■ WHAT IS REQUIRED:
Continue the distributed locks write-up from the point where it stops.

■ GIVEN TEXT:
================================

# Distributed Locks

> **Coordinate exclusive access to a shared resource across multiple processes or nodes.**

***

## 1. Concept Overview

A **distributed lock** allows only one holder at a time across a cluster. It is used for leader election, preventing duplicate processing, or guarding a critical section (e.g. “only one worker should process this shard”).

**Why it exists**: In a single process, a mutex is enough. Across many nodes, you need a shared store (e.g. Redis, ZooKeeper, etcd) that guarantees mutual exclusion.

***

## 2. Core Principles

### Requirements

* **Mutual exclusion**: Only one holder at a time.
* **Liveness**: If holder crashes, lock is eventually released (TTL or ephemeral node).
* **Safety**: No two nodes believe they hold the lock simultaneously (consistency of the lock store).

================================

■ STORED RECORDS:
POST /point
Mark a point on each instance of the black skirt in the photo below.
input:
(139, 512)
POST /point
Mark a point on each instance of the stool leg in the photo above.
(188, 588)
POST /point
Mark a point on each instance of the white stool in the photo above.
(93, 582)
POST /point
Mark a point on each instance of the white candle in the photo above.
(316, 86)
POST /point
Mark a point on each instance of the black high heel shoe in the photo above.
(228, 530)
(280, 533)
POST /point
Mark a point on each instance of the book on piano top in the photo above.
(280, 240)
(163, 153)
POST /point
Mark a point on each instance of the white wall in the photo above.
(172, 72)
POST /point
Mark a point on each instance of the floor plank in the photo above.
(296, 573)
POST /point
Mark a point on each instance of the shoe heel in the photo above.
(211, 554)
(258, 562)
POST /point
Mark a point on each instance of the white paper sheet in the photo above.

================================

■ WRITTEN ANSWER:
### Implementation patterns

**1. Redis (single or Redlock)**

* `SET key unique_value NX PX ttl` to acquire; delete key to release.
* **Redlock**: Use multiple Redis instances and acquire on majority to tolerate single-node failure.
* **Caveat**: Clock skew and network delays can break safety in edge cases.

**2. ZooKeeper / etcd**

* Create **ephemeral** node (e.g. `/lock/resource-123`). Lowest sequence number wins.
* If holder dies, session ends and node is removed; next waiter gets the lock.
* Strong consistency (CP) so no two nodes see themselves as leader.

**3. Database**

* `SELECT ... FOR UPDATE` or “insert unique row” with retry.
* Works but adds DB load and depends on DB availability.

### Architecture (ZooKeeper-style)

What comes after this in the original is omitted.